**CONSIGNE**.
Rédigez la suite du jugement du tribunal administratif de Luxembourg sur la demande de statut de réfugié politique, en reprenant juste après sa dernière phrase.

━━━ TEXTE EXTRAIT

La jurisprudence francophone des Cours suprêmes


recherche avancée

25/09/2002 | LUXEMBOURG | N°14722

Luxembourg | Luxembourg, Tribunal administratif, 25 septembre 2002, 14722


Numéro 14722 du rôle Tribunal administratif du Grand-Duché de Luxembourg Inscrit le 22 mars 2002 Audience publique du 25 septembre 2002 Recours formé par Monsieur …, … contre deux décisions du ministre de la Justice en matière de statut de réfugié politique

----------------------------------------------------------------------------------------------------------------


JUGEMENT

Vu la requête, inscrite sous le numéro 14722 du rôle, déposée le 22 mars 2002 au greffe du tribunal administratif par Maître Pascale PETOUD, avocat à la Cour, inscrit au table

au de l’Ordre des avocats à Luxembourg, au nom de Monsieur …, né le …, détenteur d’une ...

Numéro 14722 du rôle Tribunal administratif du Grand-Duché de Luxembourg Inscrit le 22 mars 2002 Audience publique du 25 septembre 2002 Recours formé par Monsieur …, … contre deux décisions du ministre de la Justice en matière de statut de réfugié politique

----------------------------------------------------------------------------------------------------------------

JUGEMENT

Vu la requête, inscrite sous le numéro 14722 du rôle, déposée le 22 mars 2002 au greffe du tribunal administratif par Maître Pascale PETOUD, avocat à la Cour, inscrit au tableau de l’Ordre des avocats à Luxembourg, au nom de Monsieur …, né le …, détenteur d’une carte d’identité jordanienne, demeurant actuellement à L-…, tendant à la réformation d’une décision du ministre de la Justice du 15 octobre 2001, ainsi que d’une décision confirmative du même ministre du 26 février 2002, les deux portant rejet de sa demande en reconnaissance du statut de réfugié politique comme n’étant pas fondée;

Vu le mémoire en réponse du délégué du Gouvernement déposé au greffe du tribunal administratif le 28 mai 2002;

Vu le mémoire en réplique déposé au greffe du tribunal administratif le 28 juin 2002 par Maître Pascale PETOUD pour compte de Monsieur …;

Vu les pièces versées en cause et notamment les décisions entreprises;

Ouï le juge-rapporteur en son rapport, ainsi que Maître Georges WEILAND, en remplacement de Maître Pascale PETOUD et Monsieur le délégué du Gouvernement Gilles ROTH en leurs plaidoiries respectives à l’audience publique du 16 septembre 2002.

━━━━━━
━━━ DONNÉES BRUTES

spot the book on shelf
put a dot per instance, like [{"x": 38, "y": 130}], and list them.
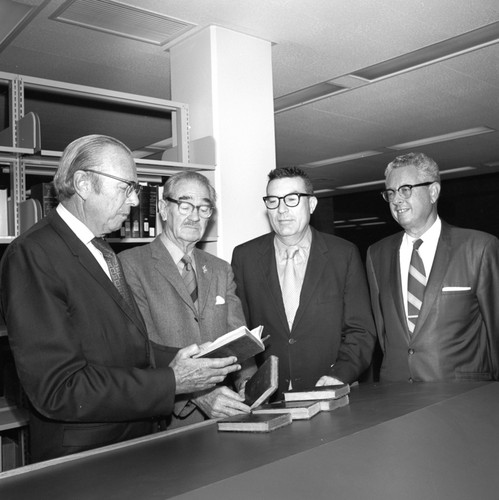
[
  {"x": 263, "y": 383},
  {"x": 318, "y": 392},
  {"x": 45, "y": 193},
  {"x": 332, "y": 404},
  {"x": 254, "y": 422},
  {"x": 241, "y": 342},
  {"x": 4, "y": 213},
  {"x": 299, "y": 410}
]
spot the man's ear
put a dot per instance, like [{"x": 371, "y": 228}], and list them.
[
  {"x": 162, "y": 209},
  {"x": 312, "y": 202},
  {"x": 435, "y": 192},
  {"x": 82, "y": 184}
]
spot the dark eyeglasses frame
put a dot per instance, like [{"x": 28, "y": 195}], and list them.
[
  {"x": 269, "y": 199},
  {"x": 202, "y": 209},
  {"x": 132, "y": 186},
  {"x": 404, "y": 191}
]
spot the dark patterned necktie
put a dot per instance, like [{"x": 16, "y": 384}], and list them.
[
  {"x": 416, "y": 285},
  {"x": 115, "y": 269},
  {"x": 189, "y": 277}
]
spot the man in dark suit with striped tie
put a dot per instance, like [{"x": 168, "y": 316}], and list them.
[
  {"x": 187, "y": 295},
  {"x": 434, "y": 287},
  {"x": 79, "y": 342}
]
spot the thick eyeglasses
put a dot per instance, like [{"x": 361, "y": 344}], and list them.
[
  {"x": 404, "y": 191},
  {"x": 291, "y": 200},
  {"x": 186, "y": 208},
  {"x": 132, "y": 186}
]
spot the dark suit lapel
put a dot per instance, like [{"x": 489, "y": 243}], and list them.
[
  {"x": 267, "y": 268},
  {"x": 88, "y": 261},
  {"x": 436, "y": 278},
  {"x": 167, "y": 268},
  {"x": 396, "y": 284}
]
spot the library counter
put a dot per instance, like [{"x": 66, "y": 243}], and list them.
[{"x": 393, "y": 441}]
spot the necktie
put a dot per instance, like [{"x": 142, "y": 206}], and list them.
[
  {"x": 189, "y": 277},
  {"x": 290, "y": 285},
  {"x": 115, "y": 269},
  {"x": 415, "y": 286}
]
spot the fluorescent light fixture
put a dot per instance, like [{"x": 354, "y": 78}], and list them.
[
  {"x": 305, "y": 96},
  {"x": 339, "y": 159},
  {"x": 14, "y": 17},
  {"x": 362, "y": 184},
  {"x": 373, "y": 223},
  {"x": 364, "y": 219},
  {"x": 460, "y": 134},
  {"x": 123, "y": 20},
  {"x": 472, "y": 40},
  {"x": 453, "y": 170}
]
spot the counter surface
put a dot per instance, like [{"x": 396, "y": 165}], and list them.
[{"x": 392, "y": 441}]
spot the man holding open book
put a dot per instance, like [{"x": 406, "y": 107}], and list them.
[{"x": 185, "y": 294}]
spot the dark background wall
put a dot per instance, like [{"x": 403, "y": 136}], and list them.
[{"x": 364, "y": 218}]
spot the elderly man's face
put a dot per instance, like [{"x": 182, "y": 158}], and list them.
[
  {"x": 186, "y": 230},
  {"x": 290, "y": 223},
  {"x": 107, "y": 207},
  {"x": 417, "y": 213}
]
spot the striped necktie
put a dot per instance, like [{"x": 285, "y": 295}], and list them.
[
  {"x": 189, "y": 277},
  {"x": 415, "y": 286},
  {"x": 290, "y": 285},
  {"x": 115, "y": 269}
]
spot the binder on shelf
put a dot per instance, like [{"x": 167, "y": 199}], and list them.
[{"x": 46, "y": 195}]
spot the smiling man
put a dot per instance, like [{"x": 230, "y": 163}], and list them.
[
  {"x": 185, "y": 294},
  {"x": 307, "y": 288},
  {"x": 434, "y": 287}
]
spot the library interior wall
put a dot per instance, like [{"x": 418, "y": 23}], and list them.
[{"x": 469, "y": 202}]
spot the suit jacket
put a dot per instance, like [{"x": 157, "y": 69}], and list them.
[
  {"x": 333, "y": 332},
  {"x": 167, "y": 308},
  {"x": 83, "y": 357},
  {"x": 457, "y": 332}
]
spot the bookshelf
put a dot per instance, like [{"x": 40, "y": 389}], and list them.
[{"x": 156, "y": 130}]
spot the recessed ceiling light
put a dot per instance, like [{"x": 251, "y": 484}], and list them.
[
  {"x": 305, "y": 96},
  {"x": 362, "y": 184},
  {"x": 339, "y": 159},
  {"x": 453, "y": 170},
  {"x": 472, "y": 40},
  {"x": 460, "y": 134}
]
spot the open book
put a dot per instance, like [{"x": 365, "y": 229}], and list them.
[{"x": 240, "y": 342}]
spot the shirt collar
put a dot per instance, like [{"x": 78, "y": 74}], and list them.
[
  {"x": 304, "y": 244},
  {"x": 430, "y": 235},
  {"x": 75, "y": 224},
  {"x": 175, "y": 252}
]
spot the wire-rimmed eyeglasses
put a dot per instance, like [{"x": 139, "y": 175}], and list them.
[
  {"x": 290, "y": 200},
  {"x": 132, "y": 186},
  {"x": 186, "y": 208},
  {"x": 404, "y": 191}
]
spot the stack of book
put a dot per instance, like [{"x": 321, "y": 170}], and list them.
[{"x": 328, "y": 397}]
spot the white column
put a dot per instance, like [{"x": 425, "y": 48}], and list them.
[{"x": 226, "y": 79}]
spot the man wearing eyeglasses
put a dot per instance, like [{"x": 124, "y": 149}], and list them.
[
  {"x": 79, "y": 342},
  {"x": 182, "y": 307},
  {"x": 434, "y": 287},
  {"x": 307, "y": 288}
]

━━━━━━
━━━ DONNÉES BRUTES

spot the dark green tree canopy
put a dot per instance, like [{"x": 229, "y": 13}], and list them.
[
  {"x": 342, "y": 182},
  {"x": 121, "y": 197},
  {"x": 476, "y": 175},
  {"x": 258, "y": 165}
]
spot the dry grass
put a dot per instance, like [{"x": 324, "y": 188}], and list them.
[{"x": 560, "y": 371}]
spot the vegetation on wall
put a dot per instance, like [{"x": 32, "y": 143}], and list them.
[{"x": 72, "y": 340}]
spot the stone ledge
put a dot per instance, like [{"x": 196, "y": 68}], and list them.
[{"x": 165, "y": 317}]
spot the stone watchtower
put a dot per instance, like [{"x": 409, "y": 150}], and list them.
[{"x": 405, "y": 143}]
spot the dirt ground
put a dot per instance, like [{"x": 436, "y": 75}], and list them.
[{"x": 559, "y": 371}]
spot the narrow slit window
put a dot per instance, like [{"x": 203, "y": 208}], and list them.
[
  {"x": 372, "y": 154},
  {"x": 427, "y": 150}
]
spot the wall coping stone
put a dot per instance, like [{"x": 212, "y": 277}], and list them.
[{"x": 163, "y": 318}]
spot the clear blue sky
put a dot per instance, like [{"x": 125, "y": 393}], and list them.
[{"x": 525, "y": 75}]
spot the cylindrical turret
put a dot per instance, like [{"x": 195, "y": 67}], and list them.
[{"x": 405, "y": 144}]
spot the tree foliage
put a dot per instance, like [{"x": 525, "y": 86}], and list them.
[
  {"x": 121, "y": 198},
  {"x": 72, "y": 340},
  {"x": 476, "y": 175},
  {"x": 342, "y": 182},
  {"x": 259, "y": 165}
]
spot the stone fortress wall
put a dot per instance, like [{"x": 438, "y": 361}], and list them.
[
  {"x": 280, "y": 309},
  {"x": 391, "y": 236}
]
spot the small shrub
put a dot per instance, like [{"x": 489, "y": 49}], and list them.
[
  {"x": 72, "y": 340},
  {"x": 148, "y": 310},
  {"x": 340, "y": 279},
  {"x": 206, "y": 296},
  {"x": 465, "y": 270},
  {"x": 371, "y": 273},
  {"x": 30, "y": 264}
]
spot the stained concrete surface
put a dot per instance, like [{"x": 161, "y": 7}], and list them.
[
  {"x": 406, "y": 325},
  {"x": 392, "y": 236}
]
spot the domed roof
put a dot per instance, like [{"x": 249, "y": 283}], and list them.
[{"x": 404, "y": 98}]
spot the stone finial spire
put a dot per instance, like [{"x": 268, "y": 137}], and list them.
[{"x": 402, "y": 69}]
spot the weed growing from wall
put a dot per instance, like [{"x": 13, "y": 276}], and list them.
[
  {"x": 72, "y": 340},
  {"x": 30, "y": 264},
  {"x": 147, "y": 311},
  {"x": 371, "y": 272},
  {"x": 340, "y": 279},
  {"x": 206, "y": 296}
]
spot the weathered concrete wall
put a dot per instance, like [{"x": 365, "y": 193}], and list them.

━━━━━━

**RÉPONSE**.
----------------------------------------------------------------------------------------------------------------

Le 13 octobre 1998, Monsieur …, préqualifié, introduisit auprès du service compétent du ministère de la Justice une demande en reconnaissance du statut de réfugié politique au sens de la Convention de Genève du 28 juillet 1951, relative au statut des réfugiés, approuvée par une loi du 20 mai 1953, et du Protocole relatif au statut des réfugiés, fait à New-York, le 31 janvier 1967, approuvé par règlement grand-ducal du 6 janvier 1971, l’ensemble de ces dispositions étant ci-après dénommé « la Convention de Genève ».

En date du même jour, Monsieur … fut entendu par un agent du service de police judiciaire, section police des étrangers et des jeux, de la gendarmerie grand-ducale, sur son identité et sur l’itinéraire suivi pour venir au Luxembourg.

Monsieur … fut entendu en date du 31 mars 2000 par un agent du ministère de la Justice sur les motifs à la base de sa demande d’asile.

Le ministre de la Justice informa Monsieur … par décision du 15 octobre 2001, notifiée par courrier recommandé du 3 janvier 2002, de ce que sa demande avait été rejetée comme n’étant pas fondée au motif que ses dires refléteraient davantage un sentiment général d’insécurité qu’une véritable crainte de persécution susceptible de rendre sa vie intolérable dans son pays d’origine, de sorte qu’une crainte justifiée de persécution en raison de ses opinions politiques, de sa race, de sa religion, de sa nationalité ou de son appartenance à un groupe social ne serait pas établie dans son chef.

Le recours gracieux formé par courrier de son mandataire du 6 février 2002 ayant été rencontré par une décision confirmative du ministre du 26 février 2002, Monsieur … a fait introduire un recours en réformation à l’encontre des décisions ministérielles initiale du 15 octobre 2001 et confirmative du 26 février 2002 par requête déposée le 22 mars 2002.

L’article 12 de la loi modifiée du 3 avril 1996 portant création 1. d’une procédure relative à l’examen d’une demande d’asile, 2. d’un régime de protection temporaire, instaurant un recours au fond en matière de demandes d’asile déclarées non fondées, le tribunal est compétent pour connaître du recours en réformation qui est recevable pour avoir été introduit dans les formes et délai de la loi.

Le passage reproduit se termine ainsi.